Required task → Recast the data below as a JSON list of strings, with each line as its own string and blank lines omitted.

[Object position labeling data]
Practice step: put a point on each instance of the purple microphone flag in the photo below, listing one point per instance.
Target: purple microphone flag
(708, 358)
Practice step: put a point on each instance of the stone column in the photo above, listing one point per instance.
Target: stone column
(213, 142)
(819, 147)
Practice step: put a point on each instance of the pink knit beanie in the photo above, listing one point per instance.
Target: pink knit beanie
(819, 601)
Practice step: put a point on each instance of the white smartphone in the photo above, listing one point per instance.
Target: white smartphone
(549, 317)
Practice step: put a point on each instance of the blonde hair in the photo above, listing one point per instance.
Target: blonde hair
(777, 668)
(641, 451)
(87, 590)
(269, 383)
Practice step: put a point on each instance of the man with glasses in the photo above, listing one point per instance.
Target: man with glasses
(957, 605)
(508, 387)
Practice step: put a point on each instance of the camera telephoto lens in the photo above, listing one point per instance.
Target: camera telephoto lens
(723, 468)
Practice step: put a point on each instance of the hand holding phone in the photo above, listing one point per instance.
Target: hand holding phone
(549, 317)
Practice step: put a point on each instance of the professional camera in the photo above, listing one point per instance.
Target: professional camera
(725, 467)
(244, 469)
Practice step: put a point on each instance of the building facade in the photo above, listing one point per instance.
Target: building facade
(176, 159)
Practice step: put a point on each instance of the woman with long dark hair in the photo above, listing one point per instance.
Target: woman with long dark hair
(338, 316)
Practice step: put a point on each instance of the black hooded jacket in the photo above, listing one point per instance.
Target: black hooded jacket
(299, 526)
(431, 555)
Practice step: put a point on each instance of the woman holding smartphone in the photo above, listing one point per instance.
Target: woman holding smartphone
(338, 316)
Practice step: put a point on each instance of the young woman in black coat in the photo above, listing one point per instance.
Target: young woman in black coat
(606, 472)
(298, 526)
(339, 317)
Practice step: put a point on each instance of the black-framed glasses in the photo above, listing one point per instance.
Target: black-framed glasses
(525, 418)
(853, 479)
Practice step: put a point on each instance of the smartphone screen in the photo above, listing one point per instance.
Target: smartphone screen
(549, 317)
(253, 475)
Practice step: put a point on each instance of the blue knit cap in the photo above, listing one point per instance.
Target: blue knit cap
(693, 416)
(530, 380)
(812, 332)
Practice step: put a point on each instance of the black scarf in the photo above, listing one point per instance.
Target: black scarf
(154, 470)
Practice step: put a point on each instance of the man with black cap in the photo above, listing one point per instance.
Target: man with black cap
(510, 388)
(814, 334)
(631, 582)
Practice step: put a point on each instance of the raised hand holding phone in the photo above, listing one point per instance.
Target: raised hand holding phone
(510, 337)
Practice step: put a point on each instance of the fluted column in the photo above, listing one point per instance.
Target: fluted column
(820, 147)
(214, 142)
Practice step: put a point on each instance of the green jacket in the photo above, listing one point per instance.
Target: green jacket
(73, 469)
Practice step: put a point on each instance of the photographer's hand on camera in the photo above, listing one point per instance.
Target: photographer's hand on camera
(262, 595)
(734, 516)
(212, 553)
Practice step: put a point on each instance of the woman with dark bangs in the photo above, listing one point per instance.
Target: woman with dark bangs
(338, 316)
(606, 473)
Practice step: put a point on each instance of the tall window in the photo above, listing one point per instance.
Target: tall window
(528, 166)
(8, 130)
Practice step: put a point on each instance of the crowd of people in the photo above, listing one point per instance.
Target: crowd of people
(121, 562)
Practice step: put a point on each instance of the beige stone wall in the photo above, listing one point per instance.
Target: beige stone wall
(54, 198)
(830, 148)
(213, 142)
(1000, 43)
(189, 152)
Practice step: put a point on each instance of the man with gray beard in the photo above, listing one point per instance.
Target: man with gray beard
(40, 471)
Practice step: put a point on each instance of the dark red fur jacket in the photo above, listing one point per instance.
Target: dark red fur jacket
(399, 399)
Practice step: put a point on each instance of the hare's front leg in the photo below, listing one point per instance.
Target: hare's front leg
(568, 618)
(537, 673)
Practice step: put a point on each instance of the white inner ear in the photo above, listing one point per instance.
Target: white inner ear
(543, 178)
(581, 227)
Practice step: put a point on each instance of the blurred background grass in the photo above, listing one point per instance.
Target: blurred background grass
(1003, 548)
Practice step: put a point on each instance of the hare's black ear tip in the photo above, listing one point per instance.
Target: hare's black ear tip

Answer for this exercise →
[
  "Practice step: put a point on each instance of the purple microphone flag in the photo below, listing one point per instance.",
  "Target: purple microphone flag",
  "(708, 358)",
  "Practice step: put a point on each instance of the stone column in the photo above, listing one point per instance.",
  "Target: stone column",
  "(213, 142)",
  "(819, 147)",
  "Practice step: put a point on each instance of the pink knit beanie in the photo above, listing one point per instance.",
  "Target: pink knit beanie",
  "(819, 601)",
  "Practice step: put a point on each instance of the white smartphone in the photo above, listing one point per instance.",
  "Target: white smartphone",
  "(549, 317)",
  "Practice step: put a point on each instance of the blonde hair in the photo above, listing one point per instance.",
  "Target: blonde hair",
  "(777, 668)",
  "(641, 451)",
  "(87, 590)",
  "(269, 383)",
  "Practice step: put a point on each instance of the man with glasses in the photo above, listing one point per instance.",
  "Target: man with glasses",
  "(957, 605)",
  "(508, 387)",
  "Practice step: put a point on each instance of the camera telephoto lens in the photo above, listing one point per instance.",
  "Target: camera telephoto lens",
  "(723, 468)",
  "Practice step: put a point on each instance of the hand holding phone in the photo above, listing one point per instance.",
  "Target: hand holding phone",
  "(549, 317)",
  "Practice step: put a point on each instance of the professional camera in the photo above, listing one point per instance.",
  "Target: professional camera",
  "(725, 467)",
  "(244, 469)",
  "Practice step: put a point on each instance of the building facade in the photo above, listing one point per instance.",
  "Target: building facade",
  "(176, 159)",
  "Practice step: put a point on each instance of the woman with long dark hair in the photo above, listing one point per instance.",
  "Target: woman with long dark hair",
  "(338, 316)",
  "Practice step: put a point on each instance of the black hooded jacket in the photo above, listing one point per instance.",
  "Target: black hooded jacket",
  "(299, 526)",
  "(431, 555)",
  "Practice step: put a point on each instance of the woman holding smartphone in the photo above, listing one point per instance.",
  "Target: woman holding smartphone",
  "(338, 316)",
  "Practice step: put a point on each instance of the young woman in black coat in the photo above, listing one point per instance.",
  "Target: young woman in black coat",
  "(606, 472)",
  "(298, 526)",
  "(339, 317)",
  "Practice step: put a point on each instance of the black-framed glasses in the photo above, listing one point per instance.",
  "Target: black-framed glasses",
  "(525, 418)",
  "(853, 479)",
  "Practice step: put a point on each instance of the smartphone screen in the photo above, listing one point per instance.",
  "Target: smartphone screen",
  "(549, 317)",
  "(253, 475)",
  "Practice step: put a point on each instance of the blue knit cap in the photo above, listing one point per instance.",
  "Target: blue knit cap",
  "(693, 416)",
  "(530, 380)",
  "(812, 332)",
  "Practice step: put a point on each instance of the black scarf in the photo above, listing one point per instance.",
  "Target: black scarf",
  "(154, 470)",
  "Practice step: put a point on each instance of the man with black cap in the photo above, listing one point per instance.",
  "Target: man with black cap",
  "(510, 388)",
  "(814, 334)",
  "(631, 582)",
  "Practice step: put a point on each instance of the raised hand holding phone in the photo above, listing one point per instance.",
  "Target: raised hand holding phone",
  "(510, 337)",
  "Practice step: put a point on each instance of the fluted column in the photo above, listing one point per instance.",
  "Target: fluted column",
  "(820, 147)",
  "(214, 142)",
  "Practice step: put a point on each instance of the green jacket in the photo above, listing one point per instance.",
  "Target: green jacket",
  "(73, 469)",
  "Practice step: put a point on each instance of the photographer's hand on camera in the photo above, listing one point per instance.",
  "Target: photographer's hand on camera",
  "(262, 595)",
  "(734, 516)",
  "(212, 553)",
  "Practice step: put a point on each instance of the woman with dark bangs in the photo above, listing one point per instance.",
  "Target: woman with dark bangs",
  "(338, 316)",
  "(606, 473)",
  "Practice step: put a point on each instance of the tall window in the photo above, listing one point per instance.",
  "Target: tall window",
  "(528, 166)",
  "(8, 130)",
  "Practice step: put a point on each instance of the crowd of people in the photo above, listing one point per instance.",
  "Target: crowd of people",
  "(121, 562)",
  "Practice step: put a point on each instance of the beige stone wall in the photo above, listing one point per instance.",
  "Target: beige stone wall",
  "(54, 198)",
  "(830, 148)",
  "(213, 142)",
  "(1000, 43)",
  "(189, 152)",
  "Practice step: put a point on each instance of the man with gray beard in the photo above, listing one point per instance.",
  "Target: man with gray beard",
  "(40, 471)",
  "Practice step: put a point on each instance of the dark red fur jacket in the photo above, listing one point per instance.",
  "Target: dark red fur jacket",
  "(399, 399)",
  "Practice step: put a point on each instance of the hare's front leg in the photo below, listing one point per instance.",
  "Target: hare's front leg",
  "(568, 618)",
  "(537, 673)",
  "Practice step: put a point on each instance of the white inner ear in the photo above, listing one point per instance.",
  "Target: white inner ear",
  "(543, 178)",
  "(581, 227)",
  "Practice step: put a point on each instance of the blurred background grass in the photo above, listing one point per instance.",
  "Target: blurred background grass",
  "(1003, 548)",
  "Practice step: put a point on each instance of the hare's black ear tip in the photo above, listing one point per instance.",
  "Target: hare's black ear tip"
]